== Document passage ==

# Getting a vehicle for around $3,000?



## Deleted member 27861 (Mar 29, 2020)

So traveling is a no-go right now, but I got to thinking, with gas being so cheap now, and with hitchhiking and cycling not being an option for, God knows how long, and I cannot and should not leave my family at home for, God knows how long, what if I just got my own vehicle and went camping on weekends?

Rubbertrampers, what do you know about getting a used, affordable vehicle suitable for a rubbertramp?


----------



## Older Than Dirt (Mar 29, 2020)

Wait for local old folks with nice cars to die, then snap 'em up.


----------



## Deleted member 27861 (Mar 29, 2020)

lol why you gotta put it like that?


----------



## Older Than Dirt (Mar 29, 2020)

Just being practical son.


----------



## Deleted member 23824 (Mar 29, 2020)

I agree. I have bought a couple vehicles in a similar way, with no death requirement, though. Wife had worked at a home based business within a senior mobile home park, and occasionally another resident would decide to give up a second vehicle once they reach mid-70’s. You cannot be married to one particular make and model, though, just being happy to get a well maintained , low-mileage vehicle that may be 12-15 years old. Hang around some places like that and ask around. We got a couple screaming deals.


----------



## Jerrell (Mar 29, 2020)

I have a $400 van I've been rolling in for 1.5 yrs because if I don't know how to fix something, I know people that do.


----------



## Deleted member 24782 (Mar 30, 2020)

Long story short, last vehicle I got was a from an STP member from Alaska. Talk about serendipitous....she broke down here after her tranny blew on I-80 and gave me the van! 89 Chevy Astro. Rebuilding the transmission now, 700R4...almost done. Then were giving it to a friend in Oakland. 

You can get a reliable car for $1,000 if you know what your looking for.


----------



## Deleted member 27861 (Mar 30, 2020)

Brodiesel710 said:


> Long story short, last vehicle I got was a from an STP member from Alaska. Talk about serendipitous....she broke down here after her tranny blew on I-80 and gave me the van! 89 Chevy Astro. Rebuilding the transmission now, 700R4...almost done. Then were giving it to a friend in Oakland.
> 
> You can get a reliable car for $1,000 if you know what your looking for.



I don't.😢


----------



## Deleted member 23824 (Mar 31, 2020)

Wheat2020 said:


> I don't.😢



Surely you know at least one good mechanic friend? Or have an acquaintance that does? Well, then, make your quest his/her quest. Enlist them to help you find and evaluate vehicles. Tell them you’re on a quest to find the best possible vehicle for the little money you’ve got available - and then, trust their judgement when they tell you “This is the one”. Of course unforeseen things do happen, but my guess is they will really look out for your best interests. Good luck.


----------



## Coywolf (Apr 2, 2020)

3000 is more than enough to buy a good used vehicle.

YouTube and Google are your friends. I would reccommend buying toyota. Always. Period. Pre 2000.

If you find a vehicle you like, do some research on the problems others have had with that vehicle/year on google.

===

— What is needed —
Copy out the forum thread about buying a vehicle for around $3,000 word for word, between "# Getting a" and "camping on weekends?", inclusive.

== Listed records ==

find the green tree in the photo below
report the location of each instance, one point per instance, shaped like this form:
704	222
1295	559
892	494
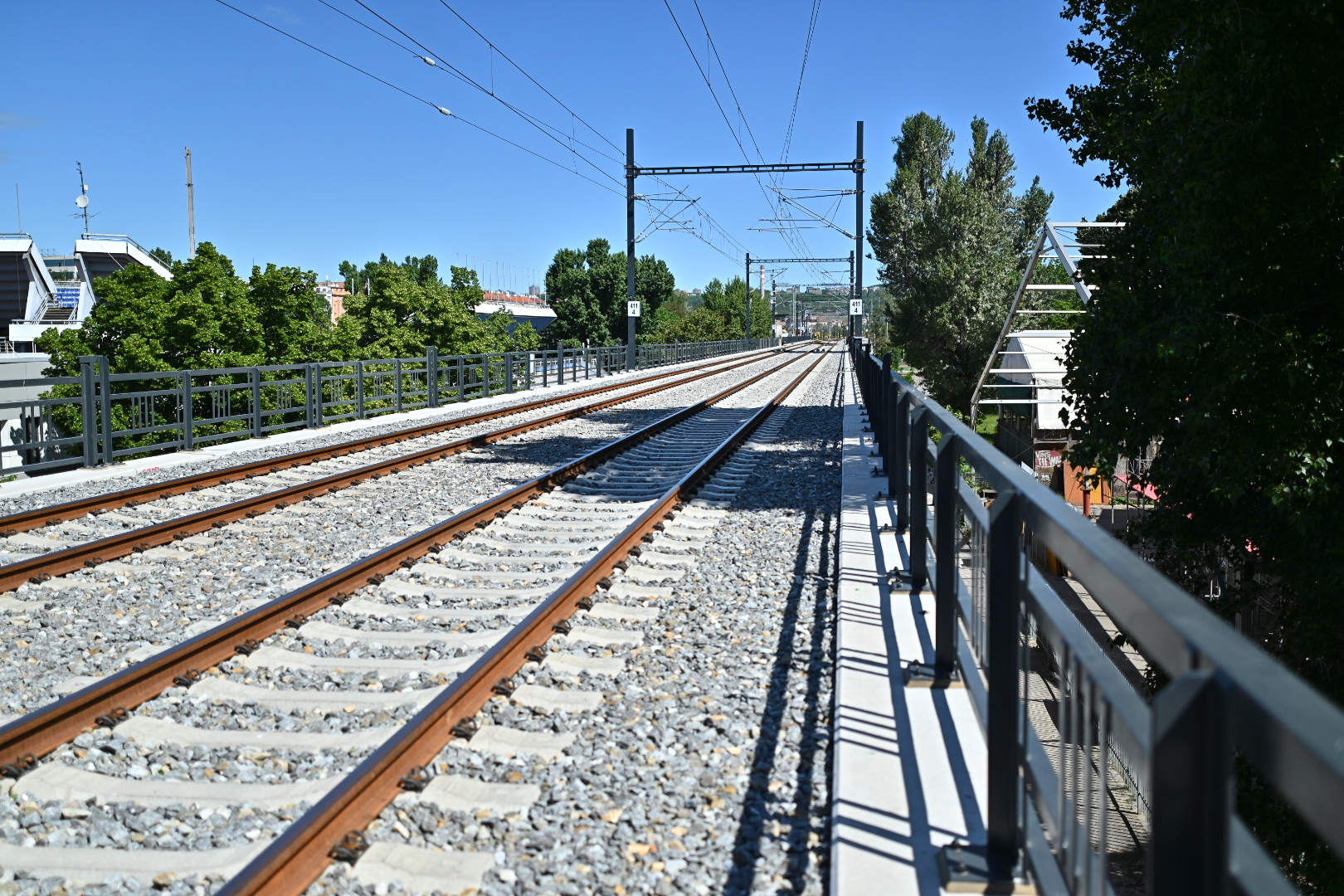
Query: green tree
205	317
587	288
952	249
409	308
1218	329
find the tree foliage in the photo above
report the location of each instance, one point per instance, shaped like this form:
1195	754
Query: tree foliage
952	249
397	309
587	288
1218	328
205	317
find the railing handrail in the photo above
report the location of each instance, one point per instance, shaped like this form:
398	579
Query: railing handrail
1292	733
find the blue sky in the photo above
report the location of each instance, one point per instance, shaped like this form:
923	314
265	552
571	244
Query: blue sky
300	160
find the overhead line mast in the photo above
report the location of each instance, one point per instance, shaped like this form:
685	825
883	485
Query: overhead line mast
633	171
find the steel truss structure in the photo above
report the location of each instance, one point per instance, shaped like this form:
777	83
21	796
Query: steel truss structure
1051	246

===

— Finished task —
# Getting a vehicle for around $3,000?



## Deleted member 27861 (Mar 29, 2020)

So traveling is a no-go right now, but I got to thinking, with gas being so cheap now, and with hitchhiking and cycling not being an option for, God knows how long, and I cannot and should not leave my family at home for, God knows how long, what if I just got my own vehicle and went camping on weekends?